They were necessarily clan names.
The customs and usages governing the formation of clan
proper names demanded that they be derived from some part, habit, action
or peculiarity of the animal from which the clan was supposed to be
descended. Or they might be derived from some property, law, or
peculiarity of the element in which such animal lived. Thus a proper name
was always a distinctive badge of the clan bestowing it.
When death left unused any original clan proper name,
the next child born into the clan, if of the sex to which the vacant name
belonged, had such vacated name bestowed upon it. If no child was born,
and a stranger was adopted, this name was given to such adopted person.
This was the unchangeable law, and there was but one proviso or exception
to it. When a child was born under some extraordinary circumstances, or
peculiarity, or with some distinguishing mark, or a stranger adopted with
these, the council-women of the clan informed themselves of all the facts
and devised a name in which all these facts were imbedded. This name was
made to conform to the ancient law governing clan proper names if
possible, but often this could not be done. These special names died with
their owners, and were never perpetuated.
The parents were not permitted to name the child; the
clan bestowed the name. Names were given but once a year, and always at
the ancient anniversary of the Green Corn Feast.
Anciently, formal adoptions could be made at no other time. The name was
bestowed by the clan chief. He was a civil officer of both his clan and
the tribe. At an appointed time in the ceremonies of the Green Corn Feast each clan chief
took an assigned position, which in ancient times was the Order of
Precedence and Encampment, and parents having children to be named filed
before him in, the order of the ages of the children to be named. The
council-women stood by the clan chief, and announced to him the name of
each child presented, for all clan proper names were made by the
council-women. This he could do by simply announcing the name to the
parents, or by taking the child in his arms and addressing it by the name
selected for it.
The adoption of a stranger was
into some family by consent, or at the instance of the principal woman of
the family. It was not necessary that the adoption be made at the Green
Corn Feast. The adoption was not considered complete, however, until it
was ratified by the clan chief at the Green Corn Feast. This ratification
might be accomplished in the simple ceremonial of being presented at this
time to the clan chief by one of the Sheriffs. His clan name was bestowed
upon him, and he was welcomed in a few well-chosen words, and the ceremony
was complete. Or the adoption might be performed with as much display,
ceremony and pomp as the tribal council might, from any cause, decree. The
tribal council controlled in some degree the matter of adoptions. In
ancient times, when many prisoners of war were brought in it determined
how many should be tortured and how many adopted.

Provided data
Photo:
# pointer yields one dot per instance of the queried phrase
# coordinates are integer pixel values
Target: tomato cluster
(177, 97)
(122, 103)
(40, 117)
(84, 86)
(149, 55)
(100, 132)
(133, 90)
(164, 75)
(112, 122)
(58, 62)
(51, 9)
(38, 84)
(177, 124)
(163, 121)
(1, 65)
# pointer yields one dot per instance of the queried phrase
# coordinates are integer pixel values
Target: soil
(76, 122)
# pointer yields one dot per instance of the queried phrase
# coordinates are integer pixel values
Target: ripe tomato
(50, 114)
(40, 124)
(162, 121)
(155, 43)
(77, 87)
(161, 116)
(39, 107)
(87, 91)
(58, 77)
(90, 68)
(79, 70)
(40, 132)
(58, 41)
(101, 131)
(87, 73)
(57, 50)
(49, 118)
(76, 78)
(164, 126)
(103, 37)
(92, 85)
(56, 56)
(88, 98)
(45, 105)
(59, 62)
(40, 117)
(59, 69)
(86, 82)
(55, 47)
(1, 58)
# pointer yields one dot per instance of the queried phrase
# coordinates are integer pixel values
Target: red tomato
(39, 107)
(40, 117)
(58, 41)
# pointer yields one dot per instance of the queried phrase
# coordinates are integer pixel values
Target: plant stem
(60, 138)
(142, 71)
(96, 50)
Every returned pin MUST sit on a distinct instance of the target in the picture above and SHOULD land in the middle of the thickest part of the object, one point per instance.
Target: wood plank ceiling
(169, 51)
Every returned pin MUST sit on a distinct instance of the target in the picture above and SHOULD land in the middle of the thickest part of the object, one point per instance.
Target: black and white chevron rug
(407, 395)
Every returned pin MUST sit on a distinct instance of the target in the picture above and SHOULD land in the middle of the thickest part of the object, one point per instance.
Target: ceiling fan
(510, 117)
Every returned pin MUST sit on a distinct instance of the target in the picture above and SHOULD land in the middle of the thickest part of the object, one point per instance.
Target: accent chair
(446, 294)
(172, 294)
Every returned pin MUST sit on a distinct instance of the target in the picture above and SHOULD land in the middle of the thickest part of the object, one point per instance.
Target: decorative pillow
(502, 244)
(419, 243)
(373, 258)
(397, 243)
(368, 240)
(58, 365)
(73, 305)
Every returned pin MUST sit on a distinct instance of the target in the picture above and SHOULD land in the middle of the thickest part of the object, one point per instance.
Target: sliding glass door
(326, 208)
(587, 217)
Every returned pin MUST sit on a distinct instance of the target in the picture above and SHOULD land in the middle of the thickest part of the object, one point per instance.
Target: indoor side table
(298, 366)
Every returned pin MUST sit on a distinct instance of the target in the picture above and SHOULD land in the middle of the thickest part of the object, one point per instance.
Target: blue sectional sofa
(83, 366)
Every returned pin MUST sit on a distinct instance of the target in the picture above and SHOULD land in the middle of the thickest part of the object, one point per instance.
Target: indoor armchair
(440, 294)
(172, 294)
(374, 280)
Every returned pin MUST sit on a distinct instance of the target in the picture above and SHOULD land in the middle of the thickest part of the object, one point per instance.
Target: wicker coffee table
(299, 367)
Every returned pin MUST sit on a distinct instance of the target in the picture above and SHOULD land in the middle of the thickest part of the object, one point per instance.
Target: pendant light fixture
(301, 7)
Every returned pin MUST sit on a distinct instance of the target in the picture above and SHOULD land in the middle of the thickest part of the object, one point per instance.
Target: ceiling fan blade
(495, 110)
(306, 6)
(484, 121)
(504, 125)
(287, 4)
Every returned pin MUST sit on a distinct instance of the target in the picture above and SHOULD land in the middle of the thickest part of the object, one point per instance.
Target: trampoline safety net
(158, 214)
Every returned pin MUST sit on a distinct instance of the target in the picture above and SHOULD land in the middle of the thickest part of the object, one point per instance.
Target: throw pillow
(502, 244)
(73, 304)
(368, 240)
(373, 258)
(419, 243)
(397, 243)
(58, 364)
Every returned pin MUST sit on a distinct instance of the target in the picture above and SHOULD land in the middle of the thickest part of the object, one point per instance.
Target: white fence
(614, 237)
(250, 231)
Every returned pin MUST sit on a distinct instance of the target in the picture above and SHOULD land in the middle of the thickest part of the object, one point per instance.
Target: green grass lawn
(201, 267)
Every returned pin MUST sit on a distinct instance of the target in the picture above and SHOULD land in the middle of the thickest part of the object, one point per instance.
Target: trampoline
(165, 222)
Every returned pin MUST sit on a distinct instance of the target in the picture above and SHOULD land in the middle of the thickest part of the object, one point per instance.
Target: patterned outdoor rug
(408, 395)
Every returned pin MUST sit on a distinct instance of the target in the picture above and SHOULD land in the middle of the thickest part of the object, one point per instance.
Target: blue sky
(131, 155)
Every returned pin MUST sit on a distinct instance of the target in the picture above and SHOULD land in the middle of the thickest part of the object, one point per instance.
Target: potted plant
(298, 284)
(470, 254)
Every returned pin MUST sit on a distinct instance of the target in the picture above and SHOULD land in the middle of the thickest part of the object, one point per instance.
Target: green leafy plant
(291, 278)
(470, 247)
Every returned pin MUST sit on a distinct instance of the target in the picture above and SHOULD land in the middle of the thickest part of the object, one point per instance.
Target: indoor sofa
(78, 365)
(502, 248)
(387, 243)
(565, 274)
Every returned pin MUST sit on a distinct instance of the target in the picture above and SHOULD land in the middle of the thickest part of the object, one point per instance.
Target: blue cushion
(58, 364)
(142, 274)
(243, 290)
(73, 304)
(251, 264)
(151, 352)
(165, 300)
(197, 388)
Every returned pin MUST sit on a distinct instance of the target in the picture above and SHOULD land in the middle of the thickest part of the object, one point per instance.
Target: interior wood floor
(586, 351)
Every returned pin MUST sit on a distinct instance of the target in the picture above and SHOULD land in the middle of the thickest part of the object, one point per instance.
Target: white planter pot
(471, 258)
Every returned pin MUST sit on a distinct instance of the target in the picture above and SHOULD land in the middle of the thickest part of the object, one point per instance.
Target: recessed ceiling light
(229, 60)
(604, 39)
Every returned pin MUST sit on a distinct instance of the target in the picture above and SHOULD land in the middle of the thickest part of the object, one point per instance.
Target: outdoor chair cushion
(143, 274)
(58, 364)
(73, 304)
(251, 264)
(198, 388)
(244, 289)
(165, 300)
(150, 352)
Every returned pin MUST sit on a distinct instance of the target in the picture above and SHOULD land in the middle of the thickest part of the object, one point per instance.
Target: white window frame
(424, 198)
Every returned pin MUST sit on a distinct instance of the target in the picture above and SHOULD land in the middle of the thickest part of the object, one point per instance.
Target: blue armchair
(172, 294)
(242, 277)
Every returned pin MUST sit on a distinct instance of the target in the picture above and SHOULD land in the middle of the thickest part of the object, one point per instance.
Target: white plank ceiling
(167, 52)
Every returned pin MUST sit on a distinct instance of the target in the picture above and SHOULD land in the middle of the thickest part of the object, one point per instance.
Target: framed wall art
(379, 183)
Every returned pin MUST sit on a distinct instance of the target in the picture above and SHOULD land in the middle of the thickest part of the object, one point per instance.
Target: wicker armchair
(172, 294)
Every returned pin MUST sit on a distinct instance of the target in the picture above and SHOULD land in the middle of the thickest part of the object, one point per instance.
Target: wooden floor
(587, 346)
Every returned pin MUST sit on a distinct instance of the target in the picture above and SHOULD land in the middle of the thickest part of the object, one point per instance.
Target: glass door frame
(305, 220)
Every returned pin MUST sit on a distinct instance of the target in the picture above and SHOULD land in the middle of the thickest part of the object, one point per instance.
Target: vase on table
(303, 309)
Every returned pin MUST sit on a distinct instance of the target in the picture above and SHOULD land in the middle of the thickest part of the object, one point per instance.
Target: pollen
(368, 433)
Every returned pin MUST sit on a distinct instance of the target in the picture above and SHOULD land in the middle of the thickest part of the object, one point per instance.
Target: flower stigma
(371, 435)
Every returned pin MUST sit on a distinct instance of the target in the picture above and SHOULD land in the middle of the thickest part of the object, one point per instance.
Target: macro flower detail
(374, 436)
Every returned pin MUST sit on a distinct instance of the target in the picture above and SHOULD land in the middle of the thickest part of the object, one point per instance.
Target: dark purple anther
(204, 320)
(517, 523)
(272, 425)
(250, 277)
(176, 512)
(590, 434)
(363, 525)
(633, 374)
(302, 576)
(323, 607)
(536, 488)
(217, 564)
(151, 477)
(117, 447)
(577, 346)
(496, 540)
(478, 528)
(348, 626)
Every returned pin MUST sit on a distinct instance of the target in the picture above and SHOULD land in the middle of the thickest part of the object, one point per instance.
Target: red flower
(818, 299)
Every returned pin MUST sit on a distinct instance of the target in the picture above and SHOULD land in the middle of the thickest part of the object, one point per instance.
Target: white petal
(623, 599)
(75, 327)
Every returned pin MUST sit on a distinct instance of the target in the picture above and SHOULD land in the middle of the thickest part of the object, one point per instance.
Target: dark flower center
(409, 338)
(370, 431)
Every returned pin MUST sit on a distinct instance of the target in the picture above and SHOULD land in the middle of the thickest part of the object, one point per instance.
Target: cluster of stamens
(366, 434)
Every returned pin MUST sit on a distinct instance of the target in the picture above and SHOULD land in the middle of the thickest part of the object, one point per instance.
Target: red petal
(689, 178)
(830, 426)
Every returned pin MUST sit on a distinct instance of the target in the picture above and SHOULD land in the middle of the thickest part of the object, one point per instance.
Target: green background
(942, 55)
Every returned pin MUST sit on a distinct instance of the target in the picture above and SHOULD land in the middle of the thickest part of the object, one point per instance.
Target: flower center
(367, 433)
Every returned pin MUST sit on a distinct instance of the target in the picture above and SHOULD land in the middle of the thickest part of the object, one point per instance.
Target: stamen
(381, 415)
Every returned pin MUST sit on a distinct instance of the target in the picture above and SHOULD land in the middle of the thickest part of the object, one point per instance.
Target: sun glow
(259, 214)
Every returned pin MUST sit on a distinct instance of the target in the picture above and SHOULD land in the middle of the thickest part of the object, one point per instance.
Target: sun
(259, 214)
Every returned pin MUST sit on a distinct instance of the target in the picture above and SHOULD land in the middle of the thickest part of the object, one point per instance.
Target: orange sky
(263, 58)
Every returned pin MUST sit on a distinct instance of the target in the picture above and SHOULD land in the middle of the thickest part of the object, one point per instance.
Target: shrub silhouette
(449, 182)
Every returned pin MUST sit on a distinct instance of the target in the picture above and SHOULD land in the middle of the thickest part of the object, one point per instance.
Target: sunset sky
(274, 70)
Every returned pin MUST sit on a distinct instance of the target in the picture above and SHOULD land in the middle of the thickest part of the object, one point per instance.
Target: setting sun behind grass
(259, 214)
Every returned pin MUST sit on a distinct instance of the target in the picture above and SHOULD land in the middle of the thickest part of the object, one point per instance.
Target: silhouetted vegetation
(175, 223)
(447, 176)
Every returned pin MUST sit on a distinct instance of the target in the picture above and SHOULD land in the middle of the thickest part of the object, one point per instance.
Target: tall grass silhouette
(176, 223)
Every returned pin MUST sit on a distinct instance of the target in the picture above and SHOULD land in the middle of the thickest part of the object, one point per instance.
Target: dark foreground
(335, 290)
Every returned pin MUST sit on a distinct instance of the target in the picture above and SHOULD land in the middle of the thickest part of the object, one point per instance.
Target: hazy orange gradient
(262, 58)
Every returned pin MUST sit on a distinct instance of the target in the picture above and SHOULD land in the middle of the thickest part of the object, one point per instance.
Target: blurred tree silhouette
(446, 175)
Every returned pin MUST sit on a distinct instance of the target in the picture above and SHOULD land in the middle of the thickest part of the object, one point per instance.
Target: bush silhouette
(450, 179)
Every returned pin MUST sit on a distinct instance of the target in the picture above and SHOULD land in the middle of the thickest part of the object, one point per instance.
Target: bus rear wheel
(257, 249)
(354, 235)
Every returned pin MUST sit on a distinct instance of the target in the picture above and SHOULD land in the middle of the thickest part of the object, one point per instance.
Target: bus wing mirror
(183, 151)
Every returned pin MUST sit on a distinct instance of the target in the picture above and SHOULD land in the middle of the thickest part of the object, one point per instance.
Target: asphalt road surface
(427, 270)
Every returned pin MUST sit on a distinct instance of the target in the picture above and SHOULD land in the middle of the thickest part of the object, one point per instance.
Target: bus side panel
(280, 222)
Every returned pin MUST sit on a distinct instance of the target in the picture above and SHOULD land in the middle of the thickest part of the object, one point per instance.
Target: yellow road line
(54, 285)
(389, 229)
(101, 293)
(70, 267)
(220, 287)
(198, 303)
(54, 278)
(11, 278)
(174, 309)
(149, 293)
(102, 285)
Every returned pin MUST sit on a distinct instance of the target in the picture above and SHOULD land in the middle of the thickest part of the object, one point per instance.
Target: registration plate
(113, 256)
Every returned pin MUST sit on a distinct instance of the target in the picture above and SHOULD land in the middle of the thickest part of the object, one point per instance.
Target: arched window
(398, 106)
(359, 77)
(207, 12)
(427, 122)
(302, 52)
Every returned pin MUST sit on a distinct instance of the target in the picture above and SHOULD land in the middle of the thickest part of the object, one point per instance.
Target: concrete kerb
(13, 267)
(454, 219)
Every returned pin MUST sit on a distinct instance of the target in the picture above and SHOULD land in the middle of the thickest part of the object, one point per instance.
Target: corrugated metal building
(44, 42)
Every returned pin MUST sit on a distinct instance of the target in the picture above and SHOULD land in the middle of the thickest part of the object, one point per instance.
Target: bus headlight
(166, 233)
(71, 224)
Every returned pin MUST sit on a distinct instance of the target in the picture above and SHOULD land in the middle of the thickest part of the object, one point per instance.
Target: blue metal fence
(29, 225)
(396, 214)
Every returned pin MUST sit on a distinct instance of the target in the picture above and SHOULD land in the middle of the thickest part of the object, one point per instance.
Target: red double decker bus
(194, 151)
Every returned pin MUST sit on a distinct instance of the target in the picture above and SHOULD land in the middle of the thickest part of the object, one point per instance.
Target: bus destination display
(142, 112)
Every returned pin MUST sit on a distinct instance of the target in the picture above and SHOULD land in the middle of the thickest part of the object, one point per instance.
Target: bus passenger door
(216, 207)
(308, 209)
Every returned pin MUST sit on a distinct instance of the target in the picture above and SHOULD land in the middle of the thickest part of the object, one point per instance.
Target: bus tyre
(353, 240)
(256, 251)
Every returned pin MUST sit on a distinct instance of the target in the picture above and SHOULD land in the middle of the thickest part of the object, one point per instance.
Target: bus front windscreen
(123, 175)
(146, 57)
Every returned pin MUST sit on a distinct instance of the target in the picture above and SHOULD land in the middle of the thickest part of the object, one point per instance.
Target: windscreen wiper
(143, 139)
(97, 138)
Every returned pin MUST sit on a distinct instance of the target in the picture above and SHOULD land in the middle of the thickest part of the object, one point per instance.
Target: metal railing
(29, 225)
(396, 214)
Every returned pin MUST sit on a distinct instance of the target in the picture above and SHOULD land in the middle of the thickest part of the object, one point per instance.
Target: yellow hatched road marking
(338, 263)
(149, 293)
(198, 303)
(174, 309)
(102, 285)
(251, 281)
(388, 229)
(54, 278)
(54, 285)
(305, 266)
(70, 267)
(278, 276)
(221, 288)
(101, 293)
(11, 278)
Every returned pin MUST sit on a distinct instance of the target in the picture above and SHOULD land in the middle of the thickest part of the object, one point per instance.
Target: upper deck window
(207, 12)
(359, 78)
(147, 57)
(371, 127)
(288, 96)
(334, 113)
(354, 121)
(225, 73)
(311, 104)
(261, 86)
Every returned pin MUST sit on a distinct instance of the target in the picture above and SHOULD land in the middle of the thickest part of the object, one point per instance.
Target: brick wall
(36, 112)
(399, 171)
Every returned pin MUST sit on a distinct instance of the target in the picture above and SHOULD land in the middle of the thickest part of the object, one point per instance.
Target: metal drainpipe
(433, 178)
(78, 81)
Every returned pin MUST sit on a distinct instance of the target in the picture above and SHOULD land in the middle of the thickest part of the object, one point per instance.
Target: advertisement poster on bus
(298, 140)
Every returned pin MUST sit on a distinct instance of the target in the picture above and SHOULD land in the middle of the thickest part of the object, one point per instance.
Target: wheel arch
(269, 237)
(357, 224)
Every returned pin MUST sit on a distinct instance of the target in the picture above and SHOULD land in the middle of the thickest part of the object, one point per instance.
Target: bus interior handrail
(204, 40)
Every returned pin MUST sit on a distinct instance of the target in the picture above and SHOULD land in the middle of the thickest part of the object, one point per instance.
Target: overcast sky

The problem
Can you repeat the passage on clan naming between "They were necessarily" and "clan bestowing it.", inclusive? You won't need the data here.

Response to this exercise
They were necessarily clan names.
The customs and usages governing the formation of clan
proper names demanded that they be derived from some part, habit, action
or peculiarity of the animal from which the clan was supposed to be
descended. Or they might be derived from some property, law, or
peculiarity of the element in which such animal lived. Thus a proper name
was always a distinctive badge of the clan bestowing it.